Go Go Revisited
In den frühen Tagen unserer Bandgeschichte schrieben und veröffentlichten wir fast unablässig neue Stücke: unsere ersten drei EPs und diese Single liegen in einem Zeitraum kleiner als eineinhalb Jahre.
Nachdem wir mit Robot erstmals etwas mehr Aufmerksamkeit bekommen hatten und sowohl das als auch den musikalisch eingeschlagenen Weg mit Música fortführten, bekamen wir das Gefühl, es entstehe ein festes Bild davon, was Locas In Love sind und ausmacht. Die von uns wahrgenommene Haltung, daß wir auf eine bestimmte Weise zu klingen und zu funktionieren haben, fanden wir einengend. Wir hatten keinerlei Interesse, eine Erwartung und vorwiegend Leuten mit zu großen Plattensammlungen (obwohl an ihnen per se nichts verkehrt ist) zu bedienen und immer mehr als Wohnzimmer-Folk-Band einzementiert zu werden.
Natürlich war auch dieses Etikett an sich in Ordnung, nur empfanden und empfinden wir selber unsere Band als ein Gewächs, das immer weiter wuchert - und sein kann, was es will, ohne sich selber untreu zu werden. Eine Festlegung auf bloße deutschsprachige Americana oder dergleichen schien uns langweilig und lähmend.

• Aufgaben
A – Stimmen diese Aussagen mit dem Text über Locas In Love überein? Antworte jeweils mit Ja oder Nein und belege es mit dem entscheidenden Wortlaut. (i) Die ersten drei EPs und die Single erschienen innerhalb von weniger als eineinhalb Jahren. (ii) Die Band wollte vor allem Leute mit großen Plattensammlungen bedienen. (iii) Die Band hielt das Etikett der Wohnzimmer-Folk-Band an sich für in Ordnung.
B – Führe bitte den Text über Locas In Love nach seinem letzten Satz fort.
Die Liste hat mit dem Text über Locas In Love nichts zu tun.

• Daten
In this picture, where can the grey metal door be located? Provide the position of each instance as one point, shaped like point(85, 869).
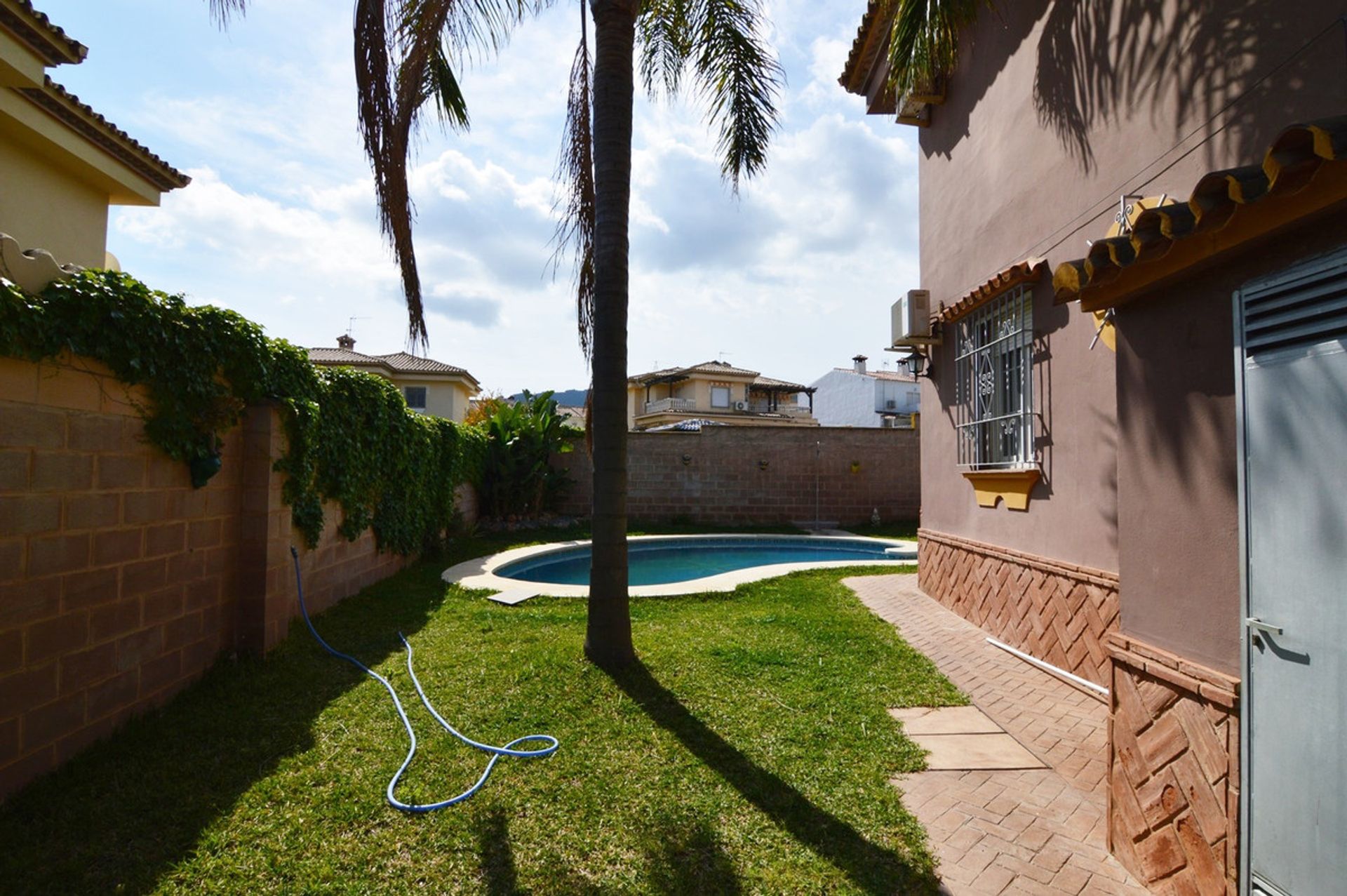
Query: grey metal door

• Lösungen
A –
(i) Ja: „unsere ersten drei EPs und diese Single liegen in einem Zeitraum kleiner als eineinhalb Jahre“
(ii) Nein: „Wir hatten keinerlei Interesse, eine Erwartung und vorwiegend Leuten mit zu großen Plattensammlungen (obwohl an ihnen per se nichts verkehrt ist) zu bedienen“
(iii) Ja: „Natürlich war auch dieses Etikett an sich in Ordnung“

B –
Bei einem Konzert im Januar mit Nikki Sudden, möge seine liebe Seele in Frieden ruhen, war die Band Katze, damals noch in Köln ansässig, zu Gast und Paul Greco sprach uns nach dem Konzert begeistert an. Er wollte wissen, was für einen Baß Stefanie spielte (ein Hüttl Halbakustik-Baß aus den 60erjahren, vermutlich Einzelstück) und ob wir etwas zusammen machen wollen. Kurz darauf besuchten Stefanie und ich wiederum Katze in ihrer Urbesetzung mit Klaus, Antje, Paul und Daniel am Schlagzeug und waren ebenfalls begeistert und beeindruckt. Die Band war so gut, daß klar war, daß sie ein Jahr später die Welt beherrscht hätte, hätte sie durchgehalten. Jedenfalls entstand direkt nach dem Konzert der Plan, möglichst schnell eine Splitsingle zusammen herauszugeben und Paul wollte ohnehin ein Label mit Stefan Plank gründen, dem Sohn von Conny und Christa.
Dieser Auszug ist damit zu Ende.